(Beginning of Material for this task)

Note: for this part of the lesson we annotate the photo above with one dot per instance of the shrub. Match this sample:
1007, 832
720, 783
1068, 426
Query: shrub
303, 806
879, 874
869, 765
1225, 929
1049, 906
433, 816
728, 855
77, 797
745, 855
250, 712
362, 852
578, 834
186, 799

(End of Material for this task)
(Beginning of Material for this task)

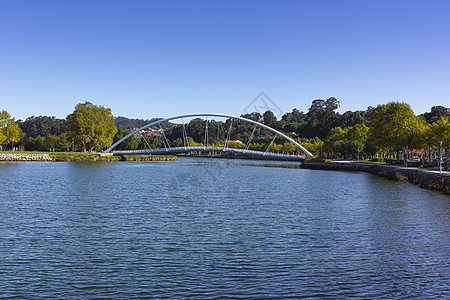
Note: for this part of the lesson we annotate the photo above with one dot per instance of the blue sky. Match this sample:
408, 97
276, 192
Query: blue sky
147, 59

(End of Material for this task)

**Your task**
Search the entries for "lesson" and copy out each line that has it.

**Answer section**
Note: for this part of the lesson we annotate the photo above with one dot per instance of the shrub. Match this sample:
Note: for this part of the lesson we annotate the photo above with one dot per instance of the blue sky. Match this sample:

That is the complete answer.